Шрифт:
Закладка:
Одновременно самостоятельность Русских земель по отношению к более широким международным сообществам развивала привычку опираться только на свои силы вне зависимости от того, насколько они велики или малы. Русская внешнеполитическая культура изначально содержит в себе чрезвычайно высокую степень приспособляемости к ситуации. Отсюда один из ее центральных парадоксов: способность к бесконечно длительному отступлению без признания своего поражения. В русской внешнеполитической культуре нет связи между силой противника и его авторитетом: любое преклонение колен является даже не тактической уловкой, а органичной частью взаимодействия с тем, кто сильнее сейчас, но может быть побежден завтра или послезавтра. Российской внешнеполитической культуре несвойственно четкое различение таких категорий, как оборона и наступление. На этапе формирования единого государства с центром в Москве они были всегда настолько переплетены, что обнаружить ясную концептуальную грань было так же невозможно, как и практическую. В отношениях с Ордой или Литвой, обороняясь, русская внешняя политика не ставила задач, которые могли бы ограничить возможности наступления тогда, когда для этого возникнут подходящие обстоятельства. В обоих случаях вторжения иноземных соседей постепенно, без четкой разделительной грани, совершенно несистемно сменялись уже русскими походами в их владения.
Возможно, именно поэтому Россия если и терпела поражения, никогда не признавала их политические результаты: конкретное событие всегда рассматривалось как часть более длительной истории. А поскольку в самоощущениях ее народа Русская земля вечна и представляет собой данность, и от иноземцев ожидается принятие ее в этом качестве, «а не то хуже будет». Падение Византии в 1453 г., почти совпавшее по времени с началом последнего этапа объединения Русских земель вокруг Москвы, значительно укрепило чувство собственной уникальности и вечности, а также стало поводом для выхода центральной власти на новый уровень – освобождения от опеки патриарха в деле назначения митрополитов всея Руси. Русское государство никогда не ставило свою принадлежность к православному миру во главе с Константинополем выше, чем национальную идентичность, осознание которой происходило во взаимодействии с противниками, а не союзниками. Поэтому для русской внешнеполитической культуры долг перед союзниками связан не с формальными обязательствами, а с собственными представлениями о себе и справедливости.
Уникальными были географические обстоятельства, и настолько же своеобразным оказалось их влияние на внешнеполитическую культуру. Топографические особенности Русского Северо-Востока делали его одинаково открытым и для иноземных вторжений, и для собственного неограниченного продвижения там, где для этого не было препятствий в виде непреодолимой силы противников. Поэтому уже на рассматриваемом нами этапе русская внешнеполитическая культура впитала в себя особое отношение к географии и границам как политическим, а не физическим объектам. Активное продвижение в Пермские земли и освоение новгородцами Севера происходит даже в самые сложные годы даннической зависимости от Золотой Орды и литовских походов на Москву.
----------------
Письменное задание a: Соберите из листинга ниже все строки, в которых есть слово «Kindly».
----------------
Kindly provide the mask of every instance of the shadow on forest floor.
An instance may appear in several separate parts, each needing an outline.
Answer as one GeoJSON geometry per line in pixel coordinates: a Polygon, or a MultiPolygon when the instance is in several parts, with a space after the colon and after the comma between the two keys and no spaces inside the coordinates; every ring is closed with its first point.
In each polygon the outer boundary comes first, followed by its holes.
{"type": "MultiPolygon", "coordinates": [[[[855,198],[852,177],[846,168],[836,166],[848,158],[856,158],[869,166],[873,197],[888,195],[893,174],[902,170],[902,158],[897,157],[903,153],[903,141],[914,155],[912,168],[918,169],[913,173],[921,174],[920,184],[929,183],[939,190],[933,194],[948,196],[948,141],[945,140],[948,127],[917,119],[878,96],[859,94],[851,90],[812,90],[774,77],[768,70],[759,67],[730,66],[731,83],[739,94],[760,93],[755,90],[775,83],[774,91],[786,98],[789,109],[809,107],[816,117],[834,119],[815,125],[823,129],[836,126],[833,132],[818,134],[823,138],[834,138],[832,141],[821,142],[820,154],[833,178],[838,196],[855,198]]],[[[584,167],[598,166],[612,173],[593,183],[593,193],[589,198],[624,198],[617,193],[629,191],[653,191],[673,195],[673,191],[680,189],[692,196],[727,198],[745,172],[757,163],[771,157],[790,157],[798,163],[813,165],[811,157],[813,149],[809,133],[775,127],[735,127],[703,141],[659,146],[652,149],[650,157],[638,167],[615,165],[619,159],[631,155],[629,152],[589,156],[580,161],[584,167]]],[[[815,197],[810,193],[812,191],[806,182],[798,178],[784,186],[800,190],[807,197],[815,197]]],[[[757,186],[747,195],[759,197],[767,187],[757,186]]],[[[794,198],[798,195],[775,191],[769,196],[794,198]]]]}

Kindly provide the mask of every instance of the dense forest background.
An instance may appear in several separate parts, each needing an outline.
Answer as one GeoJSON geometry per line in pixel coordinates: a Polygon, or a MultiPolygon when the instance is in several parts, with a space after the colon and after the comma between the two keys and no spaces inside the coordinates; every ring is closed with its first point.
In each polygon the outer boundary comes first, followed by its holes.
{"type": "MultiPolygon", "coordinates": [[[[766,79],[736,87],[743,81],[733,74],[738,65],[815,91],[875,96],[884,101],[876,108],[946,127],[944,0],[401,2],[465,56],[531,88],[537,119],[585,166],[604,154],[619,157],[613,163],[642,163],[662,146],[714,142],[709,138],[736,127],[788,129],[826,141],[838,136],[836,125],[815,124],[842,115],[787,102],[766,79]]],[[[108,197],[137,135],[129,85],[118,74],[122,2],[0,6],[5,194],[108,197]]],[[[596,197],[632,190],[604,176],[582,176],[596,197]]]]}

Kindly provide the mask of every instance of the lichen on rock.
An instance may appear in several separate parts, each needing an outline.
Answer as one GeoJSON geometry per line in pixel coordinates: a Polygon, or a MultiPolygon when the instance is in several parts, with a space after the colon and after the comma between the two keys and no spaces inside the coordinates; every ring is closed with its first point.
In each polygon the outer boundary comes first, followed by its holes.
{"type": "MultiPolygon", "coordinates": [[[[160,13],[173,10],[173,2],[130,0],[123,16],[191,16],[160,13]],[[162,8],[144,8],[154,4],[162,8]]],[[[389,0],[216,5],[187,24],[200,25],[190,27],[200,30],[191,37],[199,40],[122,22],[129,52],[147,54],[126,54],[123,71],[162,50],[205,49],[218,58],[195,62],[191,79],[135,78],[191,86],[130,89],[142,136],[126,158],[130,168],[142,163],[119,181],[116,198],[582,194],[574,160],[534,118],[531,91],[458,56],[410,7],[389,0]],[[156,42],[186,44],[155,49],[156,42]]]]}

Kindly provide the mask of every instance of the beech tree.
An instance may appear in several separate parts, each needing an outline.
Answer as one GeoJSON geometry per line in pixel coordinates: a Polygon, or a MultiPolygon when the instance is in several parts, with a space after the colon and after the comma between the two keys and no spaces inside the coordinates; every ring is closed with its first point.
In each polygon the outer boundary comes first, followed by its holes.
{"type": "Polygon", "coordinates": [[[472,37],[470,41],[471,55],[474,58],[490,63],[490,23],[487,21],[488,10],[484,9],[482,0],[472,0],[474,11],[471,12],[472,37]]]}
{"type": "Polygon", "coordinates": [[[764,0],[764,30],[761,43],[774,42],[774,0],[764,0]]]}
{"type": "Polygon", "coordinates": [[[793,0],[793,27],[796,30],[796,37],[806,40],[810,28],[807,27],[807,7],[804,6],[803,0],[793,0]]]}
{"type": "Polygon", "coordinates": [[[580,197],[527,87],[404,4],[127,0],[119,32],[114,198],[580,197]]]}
----------------
Письменное задание b:
Ответьте по тексту о русской внешнеполитической культуре:
(i) Какое событие 1453 г. упомянуто в тексте?
(ii) В отношениях с кем русская внешняя политика, обороняясь, не ставила задач, способных ограничить возможности наступления?
(iii) Куда шло активное продвижение даже в годы даннической зависимости от Золотой Орды?

Ответ a:
Kindly provide the mask of every instance of the shadow on forest floor.
Kindly provide the mask of every instance of the dense forest background.
Kindly provide the mask of every instance of the lichen on rock.
Kindly provide the mask of every instance of the beech tree.

Ответ b:
(i) Падение Византии.
(ii) С Ордой или Литвой.
(iii) В Пермские земли; кроме того, новгородцы осваивали Север.